**What is required:**
Can you reproduce the records below word for word, leaving the pictures out?

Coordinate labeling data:
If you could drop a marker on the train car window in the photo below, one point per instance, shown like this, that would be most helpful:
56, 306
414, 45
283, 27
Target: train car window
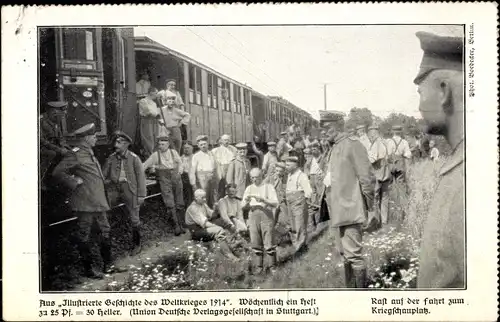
78, 44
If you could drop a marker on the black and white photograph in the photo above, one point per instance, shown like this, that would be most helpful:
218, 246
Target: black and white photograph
211, 158
256, 162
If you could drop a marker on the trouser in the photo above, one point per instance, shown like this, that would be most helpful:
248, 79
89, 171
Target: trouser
85, 221
206, 181
176, 138
187, 189
297, 210
172, 194
261, 227
315, 205
382, 200
149, 134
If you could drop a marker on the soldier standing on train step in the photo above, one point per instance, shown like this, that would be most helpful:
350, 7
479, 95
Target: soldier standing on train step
238, 170
166, 164
223, 154
124, 175
270, 159
52, 143
377, 155
80, 171
441, 89
351, 185
261, 199
172, 118
204, 172
298, 194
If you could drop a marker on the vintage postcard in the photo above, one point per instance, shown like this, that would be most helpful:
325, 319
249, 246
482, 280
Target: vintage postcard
264, 162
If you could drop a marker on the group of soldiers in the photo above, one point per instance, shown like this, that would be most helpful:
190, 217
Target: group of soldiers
341, 177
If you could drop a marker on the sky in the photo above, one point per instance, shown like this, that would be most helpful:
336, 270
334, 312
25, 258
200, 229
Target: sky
362, 66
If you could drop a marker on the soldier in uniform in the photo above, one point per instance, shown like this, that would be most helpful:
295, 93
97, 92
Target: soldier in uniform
166, 164
124, 174
80, 171
351, 185
52, 143
440, 85
238, 170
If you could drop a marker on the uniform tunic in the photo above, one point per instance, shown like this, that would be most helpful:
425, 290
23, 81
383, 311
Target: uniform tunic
127, 178
442, 260
237, 173
88, 199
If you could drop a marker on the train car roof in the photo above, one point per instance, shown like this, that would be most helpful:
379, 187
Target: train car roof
143, 43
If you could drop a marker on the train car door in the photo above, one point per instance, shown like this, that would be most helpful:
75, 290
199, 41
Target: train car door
80, 77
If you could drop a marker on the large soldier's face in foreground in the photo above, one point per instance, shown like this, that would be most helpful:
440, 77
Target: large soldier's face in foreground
433, 99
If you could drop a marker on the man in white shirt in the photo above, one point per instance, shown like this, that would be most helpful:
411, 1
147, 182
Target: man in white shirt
201, 226
377, 154
204, 174
261, 199
298, 193
148, 111
166, 164
142, 86
399, 153
223, 155
363, 138
270, 159
171, 118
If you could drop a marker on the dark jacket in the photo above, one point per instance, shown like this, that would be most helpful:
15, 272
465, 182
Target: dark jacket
352, 187
80, 162
134, 172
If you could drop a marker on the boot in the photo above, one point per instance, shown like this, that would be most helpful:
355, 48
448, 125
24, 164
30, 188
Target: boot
349, 276
227, 251
360, 277
136, 241
177, 228
258, 263
271, 262
108, 267
88, 271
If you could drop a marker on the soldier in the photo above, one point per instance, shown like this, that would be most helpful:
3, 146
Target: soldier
270, 159
172, 118
261, 199
298, 194
123, 173
363, 138
149, 112
223, 155
441, 88
199, 222
351, 186
238, 170
230, 211
52, 143
204, 173
166, 164
80, 171
377, 155
316, 176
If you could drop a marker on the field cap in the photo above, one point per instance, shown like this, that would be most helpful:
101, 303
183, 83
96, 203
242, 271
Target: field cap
60, 105
330, 116
85, 130
440, 52
241, 146
201, 138
122, 136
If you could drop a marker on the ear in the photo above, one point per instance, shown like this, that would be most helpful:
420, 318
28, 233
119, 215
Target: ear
446, 96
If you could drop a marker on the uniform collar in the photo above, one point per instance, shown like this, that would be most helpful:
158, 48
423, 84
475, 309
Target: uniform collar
457, 157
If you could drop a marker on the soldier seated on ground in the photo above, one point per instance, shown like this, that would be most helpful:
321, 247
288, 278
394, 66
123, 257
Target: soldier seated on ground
199, 220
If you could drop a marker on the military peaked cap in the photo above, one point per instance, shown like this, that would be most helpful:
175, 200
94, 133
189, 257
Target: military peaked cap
85, 130
439, 53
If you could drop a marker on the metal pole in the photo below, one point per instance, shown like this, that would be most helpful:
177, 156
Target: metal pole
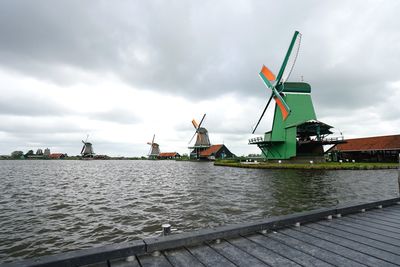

**Answer to the problem:**
If you could drop a marker on the train car window in the photo below, one point per instance, shown like this, that would be most helpful:
56, 306
414, 45
283, 27
Target: train car window
78, 44
If you could drop a marker on the black and white photograph in the photo above, one point per instance, shown like this, that would be most helpful:
218, 246
Target: black and white photograph
211, 158
256, 162
If you could drop a marker on the trouser in the photo above, one point per instance, shown like this, that would be most helpful:
248, 79
89, 171
Target: trouser
85, 221
206, 181
176, 138
187, 189
297, 210
172, 194
261, 227
315, 205
382, 200
149, 134
If you could drop a marker on the soldier standing on train step in the photo above, one point per instance, shown like this, that would be most helpful:
350, 7
479, 95
Target: soldier standing on train step
238, 170
166, 164
223, 154
124, 175
270, 159
52, 143
377, 155
80, 171
441, 89
351, 185
261, 199
172, 118
204, 172
298, 194
If you could drop a marker on the vintage postcard in the photo above, one point per instance, shown like this, that would be most helpful:
325, 319
249, 246
482, 280
Target: vintage postcard
264, 162
If you could drop a marker on the group of soldiers in the photo above, one point per instance, shown like this, that would be most helpful:
190, 217
Target: group of soldiers
341, 177
If you could drop a marker on the sky in the photo above, one point per instance, shown like this, that would be most helpful:
336, 270
334, 312
25, 258
200, 229
Target: sky
362, 66
If you could drop a marker on the soldier in uniform in the photo above, one point per instance, shown like this, that would be most helpful:
295, 93
97, 92
Target: soldier in uniform
166, 164
124, 174
80, 171
351, 185
52, 143
440, 85
238, 170
If you could drop a marker on the uniform tunic in the photo above, one point per instance, shown like this, that would be most helpful:
425, 290
23, 81
383, 311
Target: uniform tunic
127, 178
442, 260
237, 173
88, 199
If you could drop a marker on the train car roof in the photo above, one point per instance, shown like this, that would be most helpful:
379, 187
Target: train car roof
143, 43
If you could drop a marker on the train car door in the photo above, one point per instance, shown like this, that would be most helpful:
75, 290
199, 41
Target: train car door
80, 77
If you could drop a marker on the large soldier's face in foreground in the photo above, one point per instance, shown like this, that would be most helpful:
440, 77
Target: large soldier's face in foreground
433, 99
If you could drop a marker on the man in white shirt in the photo above, one point per instance, shown like this, that would be most helpful:
411, 1
147, 182
Target: man in white shirt
201, 226
377, 154
204, 174
261, 199
298, 193
148, 111
166, 164
142, 86
399, 153
223, 155
363, 138
270, 159
171, 118
If you could drop a marker on the dark jacket in the photo above, one point per instance, shown like this, that would be most helpful:
15, 272
465, 182
Target: dark jacket
352, 187
80, 162
134, 172
If you could drop a marker on the boot in the photo above, one point per instance, shown like this, that would be most helpful:
355, 48
448, 125
24, 164
30, 188
Target: boot
349, 276
227, 251
360, 277
136, 241
177, 228
258, 263
271, 262
108, 267
88, 271
If you could drop a marker on the soldier in the photo above, one point per instance, shown like this, that would be most helpful:
3, 146
Target: soldier
270, 159
172, 118
261, 199
298, 194
123, 173
363, 138
149, 112
223, 155
441, 88
199, 222
351, 186
238, 170
230, 211
52, 143
204, 173
166, 164
80, 171
377, 155
316, 176
If you could drop a marker on the field cap in the photo above, one point per instance, shown like this, that would be most helpful:
101, 303
183, 83
96, 203
242, 271
Target: field cap
60, 105
330, 116
85, 130
440, 52
241, 146
201, 138
122, 136
If you could drop a marker on the ear in the photo above, one point per instance, shown like this, that would be most helpful:
420, 318
28, 233
119, 215
Target: ear
446, 96
If you could drop a marker on the uniform collar in the photo above, one point per instance, shown like this, that would be most helpful:
158, 48
423, 84
475, 309
Target: uniform collar
457, 157
If you could drop a marker on the soldier seated on ground in the photo above, one point per instance, shown like this, that would be most helpful:
321, 247
288, 278
394, 66
123, 257
Target: soldier seated on ground
199, 220
If you could drop a marker on the military peaked cap in the photo above, one point per instance, shown like this, that would be most helpful:
175, 200
94, 133
189, 257
Target: military peaked cap
85, 130
439, 53
If you could drop a marker on the metal pole in the photo below, one point per instance, shown like this, that would be most helpful:
177, 156
Target: metal pole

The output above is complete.